Written tasks:
a - In the notebook, what title is assigned to page_title?
b - Please turn all the rows that follow the notebook into a numbered list with blank lines removed, and omit the pictures from your answer.

# Data Acquisition and Exploration

This notebook was created as part of a workshop on *Reproducible Research in Python*. 

- You can access the entire workshop materials at: [Reproducible Research in Python](https://github.com/mickaeltemporao/reproducible-research-in-python).

**Learning Objective:** 
- Get familiar with common data exploration libraries
- Learn to acquire and clean data
- Learn to explore and visualize 



## Acquiring Data
With some Python basics we will start combining existing packages to acquire, and explore data.


In [0]:
# Install requirred libraries
!pip install wikipedia

In [0]:
# Load the required libraries
import pandas as pd
import wikipedia as wp
import matplotlib
matplotlib.rcParams['figure.figsize'] = [10, 5]


In [0]:
# Identify Wikipedia Page and acquire the date
page_title = "Opinion polling for the 2019 Canadian federal election"


In [0]:
#Get the html source
html = wp.page(page_title).html().encode("UTF-8")


In [0]:
# Extract tables and convert the html tables into pd.DataFrame()
df = pd.read_html(html)[0].iloc[2:,:]


## Cleaning Data


In [0]:
# Inspect the data
df.head()


In [0]:
# We notice that there seems to be a double header
df.columns


In [0]:
# What is the type of columns
type(df.columns)


In [0]:
# Let's use a loop to extract and edit each element of the MultiIndex dataframe
columnn_names = []
for c in df.columns:
    tmp = c[0].lower()
    columnn_names.append(tmp.replace(" ", "_"))

columnn_names


In [0]:
# Let's use regular expressions in a list comprehension this time
import re
regex = "[a-z]+"
columnn_names = ["_".join(re.findall(regex, i)) for i in columnn_names]


In [0]:
# Let's edit the columns of our dataset
df.columns = columnn_names
df.head()


In [0]:
# Let's further rename those columns
names_dict = {
    "polling_firm": "source",
    "last_dateof_polling": "date",
    "samplesize": "sample_size",
    "marginof_error": "error",
    "cons": "cpc",
    "liberal": "lpc",
    "green": "gpc",
    "polling_method": "method",
}

type(names_dict)


In [0]:
# Pass the new dictionary as an argument to the .rename method
df.rename(columns=names_dict, inplace=True)
df.head()

Records supplied:
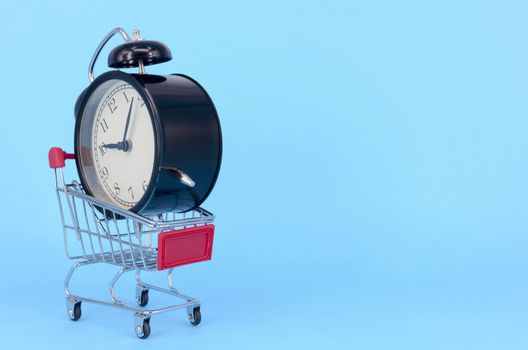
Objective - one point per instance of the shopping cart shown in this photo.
(102, 233)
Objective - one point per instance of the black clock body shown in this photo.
(187, 138)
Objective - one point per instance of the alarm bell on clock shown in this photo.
(144, 142)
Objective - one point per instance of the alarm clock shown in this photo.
(143, 142)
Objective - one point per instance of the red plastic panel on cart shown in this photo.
(185, 246)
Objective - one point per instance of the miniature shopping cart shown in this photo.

Written answers:
a - "Opinion polling for the 2019 Canadian federal election"

b -
1. Objective - one point per instance of the shopping cart shown in this photo.
2. (102, 233)
3. Objective - one point per instance of the black clock body shown in this photo.
4. (187, 138)
5. Objective - one point per instance of the alarm bell on clock shown in this photo.
6. (144, 142)
7. Objective - one point per instance of the alarm clock shown in this photo.
8. (143, 142)
9. Objective - one point per instance of the red plastic panel on cart shown in this photo.
10. (185, 246)
11. Objective - one point per instance of the miniature shopping cart shown in this photo.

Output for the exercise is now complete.